- WHAT IS REQUIRED -
Reproduce the part of the passage on microevolution word for word, beginning at "5. Natural Selection: This" and stopping after "leading to microevolution.".

- EXERCISE PASSAGE -
1. Mutation: This is the ultimate source of new genetic variation. Mutations are random changes in the DNA sequence. They can be beneficial, harmful, or neutral in their effect.
2. Gene Flow: This is the movement of alleles between populations. It can occur through migration, dispersal, or interbreeding. Gene flow can introduce new alleles into a population, or it can alter the frequency of existing alleles.
3. Genetic Drift: This is the random change in allele frequencies due to chance events. It is particularly important in small populations. Genetic drift can lead to the loss of alleles, or it can cause the fixation of alleles that are not necessarily beneficial.
* Bottleneck Effect: This occurs when a population is drastically reduced in size, usually due to a sudden environmental event. The surviving individuals may not be representative of the original population, and their alleles may become overrepresented in the subsequent population.
* Founder Effect: This occurs when a small group of individuals colonizes a new area. The allele frequencies in the founding population may not be representative of the original population, and they will be passed on to future generations.
4. Non-random Mating: This occurs when individuals are not equally likely to mate with all other individuals in the population. For example, individuals may prefer to mate with those who share similar traits, or they may be prevented from mating with individuals from other populations. This can lead to changes in allele frequencies within a population.
* Assortative Mating: Individuals mate with others who have similar phenotypes (e.g., tall with tall, short with short). This can increase the frequency of certain alleles in the population.
* Inbreeding: Individuals mate with relatives. This can increase the frequency of rare recessive alleles, leading to increased homozygosity.
5. Natural Selection: This is the process by which individuals with certain traits are more likely to survive and reproduce than individuals with other traits. Natural selection acts on the phenotypes of individuals, but it can lead to changes in the allele frequencies within a population.
In summary:
Microevolution is driven by a combination of these factors. The relative importance of each factor will vary depending on the specific population and environment. However, all of these factors can contribute to the change in allele frequencies within a population over time, leading to microevolution.

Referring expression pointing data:
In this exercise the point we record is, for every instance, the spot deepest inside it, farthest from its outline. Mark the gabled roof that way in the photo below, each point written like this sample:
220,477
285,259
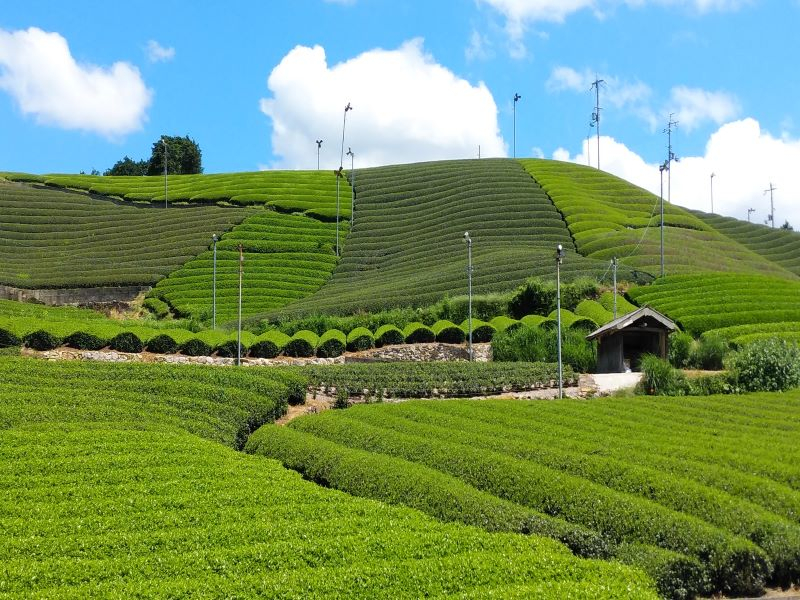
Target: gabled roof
629,319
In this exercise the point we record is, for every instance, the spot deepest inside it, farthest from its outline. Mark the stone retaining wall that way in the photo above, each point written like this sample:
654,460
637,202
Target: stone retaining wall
82,296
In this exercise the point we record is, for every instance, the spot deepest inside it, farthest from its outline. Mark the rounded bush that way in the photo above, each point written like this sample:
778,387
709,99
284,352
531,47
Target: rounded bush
417,333
7,339
162,344
360,339
332,343
126,341
388,335
302,344
195,347
768,365
448,332
42,340
83,340
230,349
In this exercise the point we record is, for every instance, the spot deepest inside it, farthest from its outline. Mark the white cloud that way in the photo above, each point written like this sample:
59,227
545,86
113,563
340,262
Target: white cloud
39,72
406,108
479,47
521,14
693,106
158,53
744,158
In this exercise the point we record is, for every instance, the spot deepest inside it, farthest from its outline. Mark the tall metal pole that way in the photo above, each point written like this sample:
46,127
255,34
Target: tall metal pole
347,109
596,114
670,155
214,286
662,168
771,216
239,329
469,293
614,265
516,99
559,258
163,141
712,192
352,156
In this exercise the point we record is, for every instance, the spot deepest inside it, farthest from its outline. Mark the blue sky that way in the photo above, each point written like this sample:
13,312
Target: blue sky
255,83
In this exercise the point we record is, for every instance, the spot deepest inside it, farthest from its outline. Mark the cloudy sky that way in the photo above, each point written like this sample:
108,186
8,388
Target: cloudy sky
257,83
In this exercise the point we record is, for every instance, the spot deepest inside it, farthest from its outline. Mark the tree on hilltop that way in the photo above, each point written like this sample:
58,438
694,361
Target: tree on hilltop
128,166
183,156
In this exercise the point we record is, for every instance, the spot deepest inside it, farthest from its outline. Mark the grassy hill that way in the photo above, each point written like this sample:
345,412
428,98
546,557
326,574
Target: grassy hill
122,481
57,238
407,245
607,216
704,477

- OUTPUT FOR THIS EXERCISE -
5. Natural Selection: This is the process by which individuals with certain traits are more likely to survive and reproduce than individuals with other traits. Natural selection acts on the phenotypes of individuals, but it can lead to changes in the allele frequencies within a population.
In summary:
Microevolution is driven by a combination of these factors. The relative importance of each factor will vary depending on the specific population and environment. However, all of these factors can contribute to the change in allele frequencies within a population over time, leading to microevolution.